## 記述問題 A
次の(i)〜(iii)の記述が名詞の謙譲語についての抜粋の内容と合うかどうかを、それぞれ「はい」か「いいえ」で答えよ。判断の決め手となる抜粋の語句もそのまま引用すること。
(i) 「お」や「ご(御)」は、尊敬語や美化語でも使われる。
(ii) 謙譲語Ⅰは、電話や挨拶をする行為者を立てる敬語である。
(iii) 「(お客様から) 先ほどお電話がありました」は、尊敬語の「お」の例として挙げられている。
## 記述問題 B
名詞の謙譲語についての抜粋から、「電話や挨拶をするのが自分でも」で始まり「お客様) を立てる敬語です。」で終わる部分を、両端の語句も含めて一字一句変えずに出力せよ。

秘書検定 46*『謙譲語』 (3)名詞

2014-09-27 | 秘書検定
 名詞に「接頭語」や「接尾語」を付けることで、その名詞を謙譲語Ⅰにすることが出来ます。

ただ、「お」 や 「ご(御)」 に関しては、尊敬語や美化語でも使われるため、整理しておきましょう。

名詞の謙譲語Ⅰの作り方

接頭語

お ・ ご(御)     

謙譲語Ⅰ の 「お」 (立てるべき人物 への ) お電話 ・ お手紙 ・ ご挨拶 ・ ご説明 など

        )「(お客様に) 後ほどお電話します」
   
        )「(皆様への) ご挨拶といたします」

        謙譲語Ⅰは、向かう先(この場合はお客様や皆様) を立てる敬語ですので、

        電話や挨拶をするのが自分でも、「自分に対して尊敬語を使っている」 とはなりません。


尊敬語 の 「お」 (立てるべき人物 からの ) お電話 ・ お手紙 ・ ご挨拶 ・ ご説明 など

        )「(お客様から) 先ほどお電話がありました」

         )「(お客様から) ご挨拶をお願いいたします」

        こちらは、電話や挨拶をするという行為者(この場合はお客様) を立てる敬語です。

## 収集データ
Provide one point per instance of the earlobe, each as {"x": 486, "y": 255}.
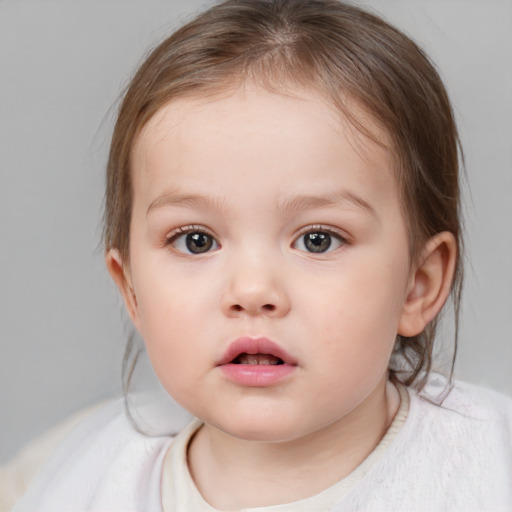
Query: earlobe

## 最終解答 A
(i) はい。『「お」 や 「ご(御)」 に関しては、尊敬語や美化語でも使われる』
(ii) いいえ。『謙譲語Ⅰは、向かう先(この場合はお客様や皆様) を立てる敬語ですので』
(iii) はい。『尊敬語 の 「お」 (立てるべき人物 からの )』の項に『(お客様から) 先ほどお電話がありました』とある。

## 最終解答 B
電話や挨拶をするのが自分でも、「自分に対して尊敬語を使っている」 とはなりません。


尊敬語 の 「お」 (立てるべき人物 からの ) お電話 ・ お手紙 ・ ご挨拶 ・ ご説明 など

        )「(お客様から) 先ほどお電話がありました」

         )「(お客様から) ご挨拶をお願いいたします」

        こちらは、電話や挨拶をするという行為者(この場合はお客様) を立てる敬語です。